## What is needed:
Extend the guide on running a CNN on an embedded computer with TF Lite, picking up right after its last line of code.

There are a number of steps we need to take care of to make our CNN run on an embedded computer:

1. Converting the CNN model into TF Lite format so that it uses less resources and run faster at the expense of slight impact to the accuracy. Save the TFLite model on the computer hard disk.

2. Install the TFLite runtime (a bare-minimum library to perform inference with the neural network).

3. Setup a camera and codes to acquire image frame from the camera. For this we can use the OpenCV library, or the Pygame library.

4. Perform the necessary pre-processing on the image frame, for instance rescale, crop, normalize and turn it into tensor or numpy array.

5. Feeding the input to TF Lite runtime and accessing the output.

The details for the above steps will be described below. Here is a video showing how the system performs. Here I am using Raspberry Pi 3A+. It is already hard to find now in 2022 and have slightly higher computing power than Raspberry Pi Zero 2.

Video 1 - Demonstration of the system.



1. Converting TensorFlow model to TFLite Format

Suppose we have already trained our neural network to sufficient accuracy. Before we can convert our TensorFlow model to TF Lite format, we need to save the model onto the computer hard disk. At this writing we can save our CNN in 3 formats:

  • The older H5 format.
  • High-level TensorFlow SavedModel format (used by Keras).
  • Low-level TensorFlow SavedModel format (used by TensorFlow API).

Things like the model architecture, weights, compilation info, optimizer setting and state will be saved (we can also select a sub-set of these). Here we will be using the SavedModel formats (both low and high level) as this is recommended by TensorFlow. The python codes below show how this is done for SavedModel format. Assuming model is our TensorFlow model.

# Save model in Keras (high-level) SavedModel format:
model.save("./Exported_model_keras/")

# Save model in tensorflow (low-level) SavedModel format:
tf.saved_model.save(model,"./Exported_model_tf")

Once we have saved the TensorFlow model to hard disk, the following python scripts are used to convert the model from TensofFlow to TF Lite. At the time of writing, the library to convert TensorFlow model to TF Lite requires that the original TensorFlow model be saved in low-level SavedModel format.

import os
import tensorflow as tf

SAVED_MODEL_DIR2 = '.\Exported_model_keras’    # Point to Tensorflow (high-level) SavedModel folder.
SAVED_MODEL_DIR = '.\Exported_model_tf'             # Point to Tensorflow (low-level) SavedModel folder.
EXPORT_MODEL_DIR = '.\TfLite_model'                    # Directory to store Tensorflow lite model.
# Path and filename of export model.
PATH_TO_EXPORT_MODEL = os.path.join(EXPORT_MODEL_DIR,'model.tflite’)
 
mymodel = tf.keras.models.load_model(SAVED_MODEL_DIR2) # NOTE: 14/6/2022 Somehow I kept getting
                                                       # error from python interpreter when this
                                                       # line is not executed.

## Extracted data:
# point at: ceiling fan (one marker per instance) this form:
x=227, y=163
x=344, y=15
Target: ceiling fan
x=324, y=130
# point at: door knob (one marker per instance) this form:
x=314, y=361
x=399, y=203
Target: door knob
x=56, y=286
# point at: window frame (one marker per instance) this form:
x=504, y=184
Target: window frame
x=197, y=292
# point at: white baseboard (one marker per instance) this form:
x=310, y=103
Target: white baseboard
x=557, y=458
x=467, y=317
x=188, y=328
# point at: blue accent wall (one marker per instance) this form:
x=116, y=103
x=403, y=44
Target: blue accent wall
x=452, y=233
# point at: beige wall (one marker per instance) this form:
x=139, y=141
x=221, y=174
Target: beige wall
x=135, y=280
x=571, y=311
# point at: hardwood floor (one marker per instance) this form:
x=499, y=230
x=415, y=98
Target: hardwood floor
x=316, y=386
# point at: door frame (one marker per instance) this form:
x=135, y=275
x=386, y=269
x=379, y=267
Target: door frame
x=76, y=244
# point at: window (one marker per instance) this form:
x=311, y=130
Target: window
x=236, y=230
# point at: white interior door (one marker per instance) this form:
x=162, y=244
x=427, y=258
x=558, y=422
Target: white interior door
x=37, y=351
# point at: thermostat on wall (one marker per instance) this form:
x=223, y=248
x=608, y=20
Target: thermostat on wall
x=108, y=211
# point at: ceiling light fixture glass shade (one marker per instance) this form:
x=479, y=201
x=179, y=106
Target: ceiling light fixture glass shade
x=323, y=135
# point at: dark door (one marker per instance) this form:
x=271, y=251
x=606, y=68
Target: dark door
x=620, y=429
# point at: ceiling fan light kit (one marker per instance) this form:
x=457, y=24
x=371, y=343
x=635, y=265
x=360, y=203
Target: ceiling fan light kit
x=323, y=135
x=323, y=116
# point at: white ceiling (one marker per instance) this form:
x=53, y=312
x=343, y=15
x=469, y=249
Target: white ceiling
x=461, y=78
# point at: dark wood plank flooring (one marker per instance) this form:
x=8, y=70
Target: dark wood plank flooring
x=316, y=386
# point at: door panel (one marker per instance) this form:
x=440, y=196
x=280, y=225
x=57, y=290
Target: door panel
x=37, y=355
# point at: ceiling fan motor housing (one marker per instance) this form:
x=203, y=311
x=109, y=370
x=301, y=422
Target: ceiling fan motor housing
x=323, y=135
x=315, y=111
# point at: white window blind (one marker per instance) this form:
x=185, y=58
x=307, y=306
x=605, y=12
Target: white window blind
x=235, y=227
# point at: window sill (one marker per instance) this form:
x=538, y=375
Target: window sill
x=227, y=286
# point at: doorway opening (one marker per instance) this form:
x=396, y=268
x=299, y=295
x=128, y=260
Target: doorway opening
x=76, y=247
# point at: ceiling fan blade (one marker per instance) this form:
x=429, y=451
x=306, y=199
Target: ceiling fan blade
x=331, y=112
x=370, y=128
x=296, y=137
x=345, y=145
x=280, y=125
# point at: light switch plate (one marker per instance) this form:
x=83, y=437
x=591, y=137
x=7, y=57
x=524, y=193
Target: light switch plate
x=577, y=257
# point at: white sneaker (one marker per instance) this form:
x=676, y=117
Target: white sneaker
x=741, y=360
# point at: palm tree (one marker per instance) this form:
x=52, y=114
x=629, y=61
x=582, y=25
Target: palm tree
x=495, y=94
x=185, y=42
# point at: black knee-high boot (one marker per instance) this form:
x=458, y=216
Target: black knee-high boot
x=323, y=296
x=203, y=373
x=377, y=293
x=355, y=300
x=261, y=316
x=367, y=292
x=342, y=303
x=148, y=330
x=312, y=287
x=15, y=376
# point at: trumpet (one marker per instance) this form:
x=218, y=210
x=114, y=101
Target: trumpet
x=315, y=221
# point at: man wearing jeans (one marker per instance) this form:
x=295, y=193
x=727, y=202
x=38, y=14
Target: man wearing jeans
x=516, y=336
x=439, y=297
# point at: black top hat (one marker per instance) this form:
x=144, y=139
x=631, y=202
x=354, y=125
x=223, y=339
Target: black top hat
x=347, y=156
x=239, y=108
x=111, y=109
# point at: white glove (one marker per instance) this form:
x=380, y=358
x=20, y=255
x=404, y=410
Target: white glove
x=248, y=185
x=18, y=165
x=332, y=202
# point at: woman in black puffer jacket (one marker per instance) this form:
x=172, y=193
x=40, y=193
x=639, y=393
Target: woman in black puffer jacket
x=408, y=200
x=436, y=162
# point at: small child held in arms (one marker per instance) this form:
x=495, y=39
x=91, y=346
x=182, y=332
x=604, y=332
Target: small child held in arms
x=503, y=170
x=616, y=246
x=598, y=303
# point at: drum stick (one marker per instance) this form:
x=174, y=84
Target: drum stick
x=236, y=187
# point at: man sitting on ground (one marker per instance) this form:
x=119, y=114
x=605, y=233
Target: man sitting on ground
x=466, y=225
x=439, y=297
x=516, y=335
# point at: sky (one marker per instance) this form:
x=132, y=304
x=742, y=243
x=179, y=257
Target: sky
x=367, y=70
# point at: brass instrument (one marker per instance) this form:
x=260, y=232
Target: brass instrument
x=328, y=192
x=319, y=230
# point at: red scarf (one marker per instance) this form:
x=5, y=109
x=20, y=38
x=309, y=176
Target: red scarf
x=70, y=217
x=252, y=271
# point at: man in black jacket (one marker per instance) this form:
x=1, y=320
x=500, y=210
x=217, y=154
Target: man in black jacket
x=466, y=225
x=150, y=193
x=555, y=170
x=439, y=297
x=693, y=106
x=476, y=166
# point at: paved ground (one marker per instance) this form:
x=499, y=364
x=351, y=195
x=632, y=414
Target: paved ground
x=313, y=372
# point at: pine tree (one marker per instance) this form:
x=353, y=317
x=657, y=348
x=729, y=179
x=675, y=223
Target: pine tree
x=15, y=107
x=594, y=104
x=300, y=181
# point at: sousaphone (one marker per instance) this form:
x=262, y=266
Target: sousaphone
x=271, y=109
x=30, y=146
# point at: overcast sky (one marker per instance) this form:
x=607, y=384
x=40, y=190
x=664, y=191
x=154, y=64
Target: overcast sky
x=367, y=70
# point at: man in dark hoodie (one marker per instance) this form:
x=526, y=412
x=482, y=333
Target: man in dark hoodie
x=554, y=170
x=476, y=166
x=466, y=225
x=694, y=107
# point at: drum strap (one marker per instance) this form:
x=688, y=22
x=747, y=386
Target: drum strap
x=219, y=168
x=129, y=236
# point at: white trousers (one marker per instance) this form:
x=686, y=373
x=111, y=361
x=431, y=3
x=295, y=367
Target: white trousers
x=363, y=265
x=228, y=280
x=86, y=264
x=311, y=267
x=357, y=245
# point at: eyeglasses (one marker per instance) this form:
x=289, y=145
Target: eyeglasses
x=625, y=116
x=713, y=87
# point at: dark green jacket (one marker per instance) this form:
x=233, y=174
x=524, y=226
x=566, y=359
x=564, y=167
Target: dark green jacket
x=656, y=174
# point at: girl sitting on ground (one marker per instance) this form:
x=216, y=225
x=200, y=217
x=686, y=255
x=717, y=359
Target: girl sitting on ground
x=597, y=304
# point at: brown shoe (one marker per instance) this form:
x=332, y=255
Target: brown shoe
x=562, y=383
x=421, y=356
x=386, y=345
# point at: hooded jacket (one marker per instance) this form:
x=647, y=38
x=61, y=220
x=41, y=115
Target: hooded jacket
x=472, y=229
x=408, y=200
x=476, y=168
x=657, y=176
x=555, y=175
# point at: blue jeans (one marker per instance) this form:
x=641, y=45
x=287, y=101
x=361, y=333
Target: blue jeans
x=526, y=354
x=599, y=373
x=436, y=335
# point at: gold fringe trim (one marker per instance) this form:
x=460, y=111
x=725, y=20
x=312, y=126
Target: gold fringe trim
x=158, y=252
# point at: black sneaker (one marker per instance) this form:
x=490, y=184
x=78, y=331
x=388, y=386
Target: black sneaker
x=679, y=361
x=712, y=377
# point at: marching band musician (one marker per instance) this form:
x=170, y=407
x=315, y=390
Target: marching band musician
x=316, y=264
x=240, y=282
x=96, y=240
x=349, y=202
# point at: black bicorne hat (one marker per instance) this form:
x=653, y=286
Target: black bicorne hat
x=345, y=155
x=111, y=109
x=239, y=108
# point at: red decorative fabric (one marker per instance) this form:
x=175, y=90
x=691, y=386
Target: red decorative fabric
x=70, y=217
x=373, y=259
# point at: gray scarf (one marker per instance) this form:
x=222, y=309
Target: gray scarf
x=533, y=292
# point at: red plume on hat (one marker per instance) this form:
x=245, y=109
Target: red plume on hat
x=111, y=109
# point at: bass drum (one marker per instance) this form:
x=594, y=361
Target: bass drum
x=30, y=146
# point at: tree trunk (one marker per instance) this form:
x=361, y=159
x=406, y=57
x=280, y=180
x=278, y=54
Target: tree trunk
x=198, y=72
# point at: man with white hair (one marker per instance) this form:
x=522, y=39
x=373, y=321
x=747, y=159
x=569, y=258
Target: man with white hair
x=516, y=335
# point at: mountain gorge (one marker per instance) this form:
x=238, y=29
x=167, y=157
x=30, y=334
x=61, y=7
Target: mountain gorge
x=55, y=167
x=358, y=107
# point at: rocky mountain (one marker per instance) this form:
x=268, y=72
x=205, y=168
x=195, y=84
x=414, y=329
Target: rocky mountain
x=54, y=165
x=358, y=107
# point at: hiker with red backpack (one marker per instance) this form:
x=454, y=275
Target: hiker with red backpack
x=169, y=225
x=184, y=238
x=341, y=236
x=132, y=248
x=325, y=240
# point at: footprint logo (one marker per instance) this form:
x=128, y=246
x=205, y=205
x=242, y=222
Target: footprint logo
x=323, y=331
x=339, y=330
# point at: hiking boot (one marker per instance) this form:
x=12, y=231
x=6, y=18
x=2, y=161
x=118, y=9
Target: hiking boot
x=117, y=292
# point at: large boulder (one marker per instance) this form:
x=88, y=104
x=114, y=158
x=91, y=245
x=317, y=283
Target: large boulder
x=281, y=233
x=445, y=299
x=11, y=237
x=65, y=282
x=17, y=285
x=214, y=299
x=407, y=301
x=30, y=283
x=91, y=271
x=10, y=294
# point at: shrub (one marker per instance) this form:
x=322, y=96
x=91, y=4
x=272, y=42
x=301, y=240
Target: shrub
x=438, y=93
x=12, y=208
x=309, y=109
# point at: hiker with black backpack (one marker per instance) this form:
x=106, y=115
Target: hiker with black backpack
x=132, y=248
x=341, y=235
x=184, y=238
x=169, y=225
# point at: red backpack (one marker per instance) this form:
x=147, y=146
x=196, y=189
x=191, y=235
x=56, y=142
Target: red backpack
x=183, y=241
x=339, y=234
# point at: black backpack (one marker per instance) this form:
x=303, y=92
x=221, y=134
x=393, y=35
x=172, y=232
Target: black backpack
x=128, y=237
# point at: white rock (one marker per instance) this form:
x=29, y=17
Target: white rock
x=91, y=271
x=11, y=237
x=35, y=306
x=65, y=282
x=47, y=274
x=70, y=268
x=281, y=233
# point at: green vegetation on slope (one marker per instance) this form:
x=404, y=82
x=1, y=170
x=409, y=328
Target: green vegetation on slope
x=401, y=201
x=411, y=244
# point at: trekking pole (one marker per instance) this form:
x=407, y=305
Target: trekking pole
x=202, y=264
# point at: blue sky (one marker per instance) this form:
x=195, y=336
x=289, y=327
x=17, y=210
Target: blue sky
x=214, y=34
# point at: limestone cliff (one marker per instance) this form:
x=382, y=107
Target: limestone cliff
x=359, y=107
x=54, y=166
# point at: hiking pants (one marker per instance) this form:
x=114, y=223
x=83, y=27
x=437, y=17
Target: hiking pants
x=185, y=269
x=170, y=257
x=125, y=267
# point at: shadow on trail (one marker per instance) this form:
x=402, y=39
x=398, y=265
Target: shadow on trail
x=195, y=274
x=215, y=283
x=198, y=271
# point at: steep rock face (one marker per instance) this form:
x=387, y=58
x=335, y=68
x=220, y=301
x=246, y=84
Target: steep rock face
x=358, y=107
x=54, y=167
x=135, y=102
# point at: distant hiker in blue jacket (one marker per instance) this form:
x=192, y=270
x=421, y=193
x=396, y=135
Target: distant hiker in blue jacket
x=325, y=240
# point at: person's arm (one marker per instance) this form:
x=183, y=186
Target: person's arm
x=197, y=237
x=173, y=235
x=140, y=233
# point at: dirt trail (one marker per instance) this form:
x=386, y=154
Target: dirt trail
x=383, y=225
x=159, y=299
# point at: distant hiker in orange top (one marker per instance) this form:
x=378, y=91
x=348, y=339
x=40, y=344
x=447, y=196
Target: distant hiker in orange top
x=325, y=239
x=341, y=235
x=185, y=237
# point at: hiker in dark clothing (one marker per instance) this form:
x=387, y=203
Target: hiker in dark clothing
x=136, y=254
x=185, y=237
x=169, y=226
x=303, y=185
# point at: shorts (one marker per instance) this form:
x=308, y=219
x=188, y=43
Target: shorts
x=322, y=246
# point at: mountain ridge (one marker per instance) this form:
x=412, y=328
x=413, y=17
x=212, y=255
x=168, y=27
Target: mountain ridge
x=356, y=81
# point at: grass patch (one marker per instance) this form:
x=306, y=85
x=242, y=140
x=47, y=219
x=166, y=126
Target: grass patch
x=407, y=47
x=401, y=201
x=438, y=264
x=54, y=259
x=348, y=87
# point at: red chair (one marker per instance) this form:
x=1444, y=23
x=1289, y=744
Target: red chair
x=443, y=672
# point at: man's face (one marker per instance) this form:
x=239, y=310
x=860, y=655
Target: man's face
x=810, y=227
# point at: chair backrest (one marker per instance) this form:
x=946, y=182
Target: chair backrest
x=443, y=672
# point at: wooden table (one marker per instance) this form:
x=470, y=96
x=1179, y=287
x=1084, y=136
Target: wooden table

## Written answer:
converter = tf.lite.TFLiteConverter.from_saved_model(SAVED_MODEL_DIR)
 
tflite_model = converter.convert()

# Save the model.
with open(PATH_TO_EXPORT_MODEL, 'wb') as f:
  f.write(tflite_model)

In the code above, once converted the TF Lite model will be saved as a file named model.tflite in the following path:

.\TfLite_model\model.tflite

2. Installing TF Lite Runtime on Raspberry Pi

I have tested this on Raspberry Pi OS Buster and Bullseye. All the official TensorFlow guide for TF Lite can be found on:
https://www.tensorflow.org/lite
https://www.tensorflow.org/lite/guide/python

To install the TF Lite runtime on Raspberry Pi, we should update our Raspberry Pi OS to the latest version via the terminal:

sudo apt update

sudo apt full-upgrade 

After that we just type the following command in the terminal:

python3 –m pip install tflite-runtime

There is a difference between the typical sudo apt update and sudo apt full-upgrade which is explained here. In the case of Raspbian Buster I discovered that an older version of TF Lite runtime will be installed if I just use sudo apt update. Unfortunately, at the time of writing this, there is no way to determine the version of TF Lite runtime except by uninstalling it and observing the message generated!

3. Loading the TF Lite Model

The python codes below illustrate how to load the TF Lite model. Here we assume that the TF Lite model has been successfully converted from TensorFlow model and saved as model.tflite in the folder ./TfLite_model. The input and output specifications of TF Lite model are contained in the object my_signature.Thus, after loading the TF Lite interpreter, we get the signature of the model.

TFLITE_MODEL_DIR = './TfLite_model'
PATH_TO_TFLITE_MODEL = os.path.join(TFLITE_MODEL_DIR,'model.tflite')

import tflite_runtime.interpreter as tflite       # Use tflite runtime instead of TensorFlow.

interpreter = tflite.Interpreter(PATH_TO_TFLITE_MODEL)

# There is only 1 signature defined in the model, so it will return it by default.
# If there are multiple signatures then we can pass the name.
my_signature = interpreter.get_signature_runner()

# Optional, show the format for input.
input_details = interpreter.get_input_details()
# input_details is a dictionary containing the details of the input to this neural network.
print(input_details[0])
print(input_details[0]['shape'])
# Now print the signature input and output names so that we can call these later.
print(interpreter.get_signature_list())

4. Full Example With OpenCV

The codes below shows the full implementation of the TF Lite model. Here we use OpenCV library to manage the interface to the camera. This code can be used on either a computer with TensorFlow framework or Raspberry Pi with TF Lite runtime, just uncomment the relevant code sections. Of course, both the computer and Raspberry Pi must have OpenCV library installed in the python environment. OpenCV version 4.1.0 or newer is suitable.

import os
import numpy as np
import cv2

TFLITE_MODEL_DIR = '.\TfLite_model'
PATH_TO_TFLITE_MODEL = os.path.join(TFLITE_MODEL_DIR,'model.tflite')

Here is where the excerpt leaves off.